● Written problem
Lay out every item below as a numbered list, omitting blank lines. Leave the pictures out of the list.

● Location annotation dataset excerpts
────

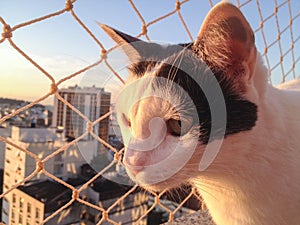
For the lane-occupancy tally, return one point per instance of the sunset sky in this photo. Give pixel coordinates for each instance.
(61, 46)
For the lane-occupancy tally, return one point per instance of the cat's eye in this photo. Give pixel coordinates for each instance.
(125, 120)
(174, 127)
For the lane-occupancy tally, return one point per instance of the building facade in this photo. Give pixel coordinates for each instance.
(91, 101)
(19, 165)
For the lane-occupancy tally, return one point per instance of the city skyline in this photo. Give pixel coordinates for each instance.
(62, 47)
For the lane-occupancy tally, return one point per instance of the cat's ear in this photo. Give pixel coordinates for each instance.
(132, 47)
(226, 41)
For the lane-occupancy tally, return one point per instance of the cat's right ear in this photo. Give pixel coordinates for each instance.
(133, 47)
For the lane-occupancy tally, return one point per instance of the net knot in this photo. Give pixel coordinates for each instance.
(39, 166)
(69, 5)
(103, 54)
(53, 88)
(177, 6)
(7, 31)
(144, 29)
(105, 215)
(117, 157)
(75, 194)
(156, 200)
(89, 127)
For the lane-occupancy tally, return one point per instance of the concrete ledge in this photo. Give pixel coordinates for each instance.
(198, 218)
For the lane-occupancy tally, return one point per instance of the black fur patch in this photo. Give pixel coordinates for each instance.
(241, 113)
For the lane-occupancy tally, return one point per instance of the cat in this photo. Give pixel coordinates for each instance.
(254, 177)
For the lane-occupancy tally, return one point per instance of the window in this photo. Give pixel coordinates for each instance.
(28, 207)
(21, 203)
(37, 213)
(4, 211)
(20, 219)
(14, 198)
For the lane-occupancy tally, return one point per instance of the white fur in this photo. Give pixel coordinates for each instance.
(255, 178)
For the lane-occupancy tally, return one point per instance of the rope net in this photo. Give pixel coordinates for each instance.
(284, 65)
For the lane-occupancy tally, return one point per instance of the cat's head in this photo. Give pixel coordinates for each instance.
(167, 107)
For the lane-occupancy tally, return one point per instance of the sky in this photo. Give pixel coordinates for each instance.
(61, 46)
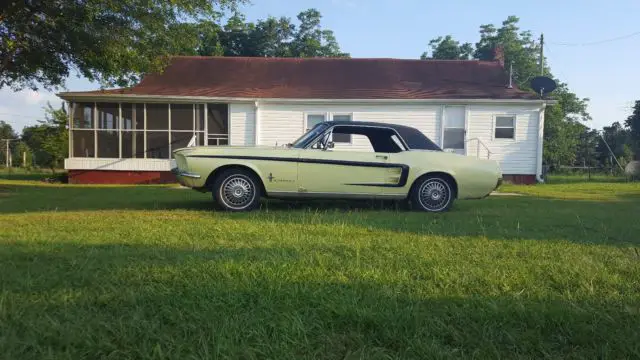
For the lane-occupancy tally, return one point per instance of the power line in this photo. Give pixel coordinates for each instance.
(599, 41)
(21, 115)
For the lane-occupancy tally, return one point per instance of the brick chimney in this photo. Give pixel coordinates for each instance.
(498, 54)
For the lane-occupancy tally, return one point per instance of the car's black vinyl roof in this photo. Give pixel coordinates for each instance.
(415, 139)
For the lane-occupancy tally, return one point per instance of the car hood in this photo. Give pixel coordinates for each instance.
(230, 149)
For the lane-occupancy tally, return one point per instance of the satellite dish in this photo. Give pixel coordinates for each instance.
(543, 85)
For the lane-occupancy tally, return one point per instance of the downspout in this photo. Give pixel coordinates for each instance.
(257, 116)
(540, 144)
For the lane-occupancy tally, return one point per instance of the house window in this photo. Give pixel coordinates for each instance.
(454, 128)
(313, 120)
(341, 138)
(505, 127)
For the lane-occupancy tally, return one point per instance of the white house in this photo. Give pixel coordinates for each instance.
(127, 135)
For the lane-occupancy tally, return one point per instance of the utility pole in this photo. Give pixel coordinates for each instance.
(541, 54)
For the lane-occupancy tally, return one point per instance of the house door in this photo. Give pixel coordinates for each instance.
(454, 129)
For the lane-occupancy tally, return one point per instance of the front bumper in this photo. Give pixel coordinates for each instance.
(177, 172)
(185, 178)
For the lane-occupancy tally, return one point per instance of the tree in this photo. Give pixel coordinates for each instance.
(311, 40)
(271, 37)
(446, 48)
(6, 133)
(49, 141)
(562, 131)
(633, 124)
(112, 42)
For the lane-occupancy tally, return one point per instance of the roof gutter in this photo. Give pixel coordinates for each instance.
(80, 96)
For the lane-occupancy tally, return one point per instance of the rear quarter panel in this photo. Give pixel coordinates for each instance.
(475, 178)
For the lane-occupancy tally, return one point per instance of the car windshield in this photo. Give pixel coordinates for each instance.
(309, 135)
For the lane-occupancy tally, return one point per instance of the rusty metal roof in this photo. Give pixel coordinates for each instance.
(325, 78)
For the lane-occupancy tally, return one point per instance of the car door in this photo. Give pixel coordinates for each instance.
(341, 172)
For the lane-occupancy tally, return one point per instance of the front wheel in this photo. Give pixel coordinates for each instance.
(432, 194)
(237, 190)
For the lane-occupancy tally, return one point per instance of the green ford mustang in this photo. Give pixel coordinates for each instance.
(404, 165)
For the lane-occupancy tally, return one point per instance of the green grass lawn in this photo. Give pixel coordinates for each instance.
(35, 174)
(151, 272)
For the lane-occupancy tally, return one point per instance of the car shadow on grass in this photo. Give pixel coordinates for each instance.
(500, 218)
(125, 301)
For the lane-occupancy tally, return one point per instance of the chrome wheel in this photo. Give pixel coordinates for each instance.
(434, 194)
(237, 192)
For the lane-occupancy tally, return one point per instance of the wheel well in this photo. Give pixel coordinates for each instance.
(450, 179)
(212, 177)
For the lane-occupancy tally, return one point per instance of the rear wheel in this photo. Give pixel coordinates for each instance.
(432, 194)
(237, 190)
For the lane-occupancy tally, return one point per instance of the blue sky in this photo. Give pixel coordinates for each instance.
(608, 73)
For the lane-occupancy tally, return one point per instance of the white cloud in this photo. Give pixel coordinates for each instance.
(26, 107)
(347, 3)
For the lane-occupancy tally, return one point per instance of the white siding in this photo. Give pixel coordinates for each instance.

────

● Written response
1. For the lane-occupancy tally, return one point per instance of the sunset sky in this photo. Give pixel coordinates for each instance.
2. (61, 46)
3. For the lane-occupancy tally, return one point per instance of the cat's eye in this photo. Give pixel coordinates for each instance.
4. (125, 120)
5. (174, 127)
6. For the lane-occupancy tally, return one point per instance of the building facade in this photo. Give pixel coordinates for each instance.
7. (91, 101)
8. (19, 165)
9. For the lane-occupancy tally, return one point per instance of the city skyline in this photo. Give pixel coordinates for each instance.
10. (62, 47)
11. For the lane-occupancy tally, return one point per instance of the cat's ear in this photo. Give pixel coordinates for each instance.
12. (132, 47)
13. (226, 41)
14. For the lane-occupancy tally, return one point per instance of the cat's right ear in this photo. Give pixel coordinates for each instance.
15. (133, 47)
16. For the lane-occupancy tally, return one point per instance of the net knot in this photo. Give pixel coordinates for each instance.
17. (39, 166)
18. (69, 5)
19. (103, 54)
20. (53, 88)
21. (177, 6)
22. (7, 31)
23. (144, 29)
24. (105, 215)
25. (117, 157)
26. (75, 194)
27. (156, 200)
28. (89, 127)
29. For the lane-occupancy tally, return one point per instance of the concrete ledge in this photo. Give pixel coordinates for each instance.
30. (198, 218)
31. For the lane-occupancy tally, return one point per instance of the black fur patch in this photo. Give pixel coordinates for each instance.
32. (241, 113)
33. For the lane-occupancy tally, return one point per instance of the cat in this photo. Give pixel coordinates for each instance.
34. (254, 177)
35. For the lane-occupancy tally, return one point per instance of the window in this photo. Give pixel coordinates for each instance.
36. (28, 207)
37. (21, 203)
38. (37, 213)
39. (4, 211)
40. (20, 219)
41. (14, 198)
42. For the lane-occupancy tally, return one point per instance of the white fur in this photo. Give pixel coordinates for each instance.
43. (255, 178)
44. For the lane-occupancy tally, return one point per instance of the rope net in this photo. Give pixel coordinates for each instance.
45. (284, 65)
46. For the lane-occupancy tally, return one point per instance of the cat's head in this photo. Give pixel coordinates for each instance.
47. (167, 107)
48. For the lane-occupancy tally, return one point per instance of the sky in this photo. Give pixel coordinates for each instance.
49. (61, 46)
50. For the lane-occupancy tally, return one point per instance of the power line in this photo. Give pixel coordinates for each instance.
51. (599, 41)
52. (21, 115)
53. For the lane-occupancy tally, return one point per instance of the brick chimney in this photo. Give pixel coordinates for each instance.
54. (498, 54)
55. For the lane-occupancy tally, return one point per instance of the car's black vinyl roof in this photo. Give pixel coordinates for each instance.
56. (415, 139)
57. For the lane-occupancy tally, return one point per instance of the car hood in this photo. Give pixel coordinates for each instance.
58. (230, 149)
59. For the lane-occupancy tally, return one point per instance of the satellite dish in this photo. Give pixel coordinates for each instance.
60. (543, 85)
61. For the lane-occupancy tally, return one point per instance of the downspout in this photo. Give pixel coordinates for each instance.
62. (257, 116)
63. (540, 144)
64. For the lane-occupancy tally, return one point per instance of the house window in this photo. Give pixel coordinates for each instance.
65. (454, 128)
66. (313, 120)
67. (341, 138)
68. (505, 127)
69. For the lane-occupancy tally, return one point per instance of the white house in this photo. Give pixel coordinates for each instance.
70. (127, 135)
71. For the lane-occupancy tally, return one point per instance of the utility pole in this photo. Give pixel coordinates for each instance.
72. (541, 54)
73. For the lane-occupancy tally, return one point per instance of the house door in this photo. Give pixel coordinates for each instance.
74. (454, 129)
75. For the lane-occupancy tally, return one point per instance of the front bumper in this photo. Give pixel coordinates for each instance.
76. (177, 172)
77. (185, 178)
78. For the lane-occupancy tally, return one point per instance of the tree in this photo. Give pixel coordinates for each instance.
79. (311, 40)
80. (271, 37)
81. (446, 48)
82. (6, 133)
83. (49, 141)
84. (562, 131)
85. (633, 124)
86. (112, 42)
87. For the lane-occupancy tally, return one point per instance of the roof gutter in this photo. Give pixel coordinates for each instance.
88. (80, 96)
89. For the lane-occupancy tally, return one point per instance of the rear quarter panel in this photo. Give pixel coordinates for each instance.
90. (475, 178)
91. For the lane-occupancy tally, return one point per instance of the car windshield in this photo. Give pixel coordinates for each instance.
92. (309, 135)
93. For the lane-occupancy tally, return one point per instance of the rusty metal roof in this photo. Give pixel coordinates for each instance.
94. (325, 78)
95. For the lane-occupancy tally, return one point per instance of the car door in this photo. Give pixel coordinates for each instance.
96. (341, 172)
97. For the lane-occupancy tally, return one point per instance of the front wheel in this photo. Give pixel coordinates for each instance.
98. (432, 194)
99. (237, 190)
100. For the lane-occupancy tally, return one point per instance of the green ford mustang in this photo. Give pixel coordinates for each instance.
101. (404, 165)
102. For the lane-occupancy tally, return one point per instance of the green grass lawn in this photo. Give pixel coordinates for each instance.
103. (35, 174)
104. (151, 272)
105. For the lane-occupancy tally, return one point per instance of the car shadow on grass in this photo. Give pixel coordinates for each instance.
106. (500, 218)
107. (125, 301)
108. For the lane-occupancy tally, return one point per instance of the chrome wheel in this photo. Give pixel coordinates for each instance.
109. (434, 194)
110. (237, 192)
111. For the lane-occupancy tally, return one point per instance of the wheel well in this photo. Give pixel coordinates for each instance.
112. (450, 179)
113. (212, 177)
114. For the lane-occupancy tally, return one point per instance of the rear wheel in this photo. Give pixel coordinates for each instance.
115. (432, 194)
116. (237, 190)
117. For the lane-occupancy tally, return one point per instance of the blue sky in this photo. Give pixel coordinates for each instance.
118. (608, 73)
119. For the lane-occupancy tally, return one point per instance of the white cloud in this photo. Give pixel coordinates for each instance.
120. (26, 107)
121. (347, 3)
122. For the lane-occupancy tally, return one point per instance of the white siding in this photo. Give pixel coordinates for each instance.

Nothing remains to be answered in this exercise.